### EXERCISE AIM
The answer must consist of each line below that contains the word "blade", copied in full.

### AVAILABLE RECORDS

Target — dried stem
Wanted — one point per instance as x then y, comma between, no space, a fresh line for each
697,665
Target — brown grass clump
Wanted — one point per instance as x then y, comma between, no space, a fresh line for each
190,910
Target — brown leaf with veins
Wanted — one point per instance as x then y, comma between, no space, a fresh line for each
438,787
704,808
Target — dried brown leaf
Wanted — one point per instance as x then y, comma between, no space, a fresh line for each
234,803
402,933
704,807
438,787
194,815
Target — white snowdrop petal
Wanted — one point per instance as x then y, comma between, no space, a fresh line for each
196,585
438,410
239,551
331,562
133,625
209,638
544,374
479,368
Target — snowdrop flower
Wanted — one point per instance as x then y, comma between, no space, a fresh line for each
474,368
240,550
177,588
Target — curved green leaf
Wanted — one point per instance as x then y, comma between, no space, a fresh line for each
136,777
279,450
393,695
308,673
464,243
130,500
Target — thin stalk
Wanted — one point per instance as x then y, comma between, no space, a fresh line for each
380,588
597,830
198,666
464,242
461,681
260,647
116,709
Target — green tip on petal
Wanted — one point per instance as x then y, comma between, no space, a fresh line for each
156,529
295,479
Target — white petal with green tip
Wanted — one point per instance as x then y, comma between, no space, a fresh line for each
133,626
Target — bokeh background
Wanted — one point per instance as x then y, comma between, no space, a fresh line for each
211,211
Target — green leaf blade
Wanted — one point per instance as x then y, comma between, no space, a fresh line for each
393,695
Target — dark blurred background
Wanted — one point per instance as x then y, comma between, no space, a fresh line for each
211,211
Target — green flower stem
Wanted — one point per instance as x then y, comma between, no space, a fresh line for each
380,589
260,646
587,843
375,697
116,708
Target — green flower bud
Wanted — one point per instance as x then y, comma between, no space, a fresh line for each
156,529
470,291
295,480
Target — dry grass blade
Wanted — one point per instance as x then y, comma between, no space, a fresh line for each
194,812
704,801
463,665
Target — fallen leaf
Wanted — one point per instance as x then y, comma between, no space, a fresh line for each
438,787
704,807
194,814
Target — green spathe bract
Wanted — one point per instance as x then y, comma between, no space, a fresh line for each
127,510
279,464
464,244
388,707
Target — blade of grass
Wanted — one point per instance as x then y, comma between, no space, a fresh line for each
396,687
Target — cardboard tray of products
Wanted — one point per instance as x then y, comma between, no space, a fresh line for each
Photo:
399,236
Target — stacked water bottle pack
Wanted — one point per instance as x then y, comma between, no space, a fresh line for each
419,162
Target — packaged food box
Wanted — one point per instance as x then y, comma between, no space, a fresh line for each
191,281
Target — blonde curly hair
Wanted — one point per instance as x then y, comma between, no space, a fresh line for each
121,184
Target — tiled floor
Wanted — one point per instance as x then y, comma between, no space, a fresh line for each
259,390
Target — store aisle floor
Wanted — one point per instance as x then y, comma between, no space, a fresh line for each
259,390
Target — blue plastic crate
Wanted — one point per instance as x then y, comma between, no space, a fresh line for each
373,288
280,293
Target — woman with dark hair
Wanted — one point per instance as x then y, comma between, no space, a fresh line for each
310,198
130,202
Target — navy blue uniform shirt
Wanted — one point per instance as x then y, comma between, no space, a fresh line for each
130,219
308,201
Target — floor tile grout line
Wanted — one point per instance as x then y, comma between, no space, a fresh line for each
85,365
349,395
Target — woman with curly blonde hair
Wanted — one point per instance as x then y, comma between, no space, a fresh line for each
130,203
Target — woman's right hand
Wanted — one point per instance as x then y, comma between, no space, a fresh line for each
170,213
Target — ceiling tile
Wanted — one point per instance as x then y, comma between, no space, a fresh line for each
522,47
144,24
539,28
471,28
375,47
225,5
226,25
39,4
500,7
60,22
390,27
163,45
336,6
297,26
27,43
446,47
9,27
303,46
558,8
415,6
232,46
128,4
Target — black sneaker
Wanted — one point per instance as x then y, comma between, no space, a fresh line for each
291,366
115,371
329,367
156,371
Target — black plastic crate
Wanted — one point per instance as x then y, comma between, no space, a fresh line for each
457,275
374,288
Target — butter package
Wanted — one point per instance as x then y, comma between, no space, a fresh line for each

### FINAL ANSWER
Target — green leaf blade
Target — dry grass blade
Target — blade of grass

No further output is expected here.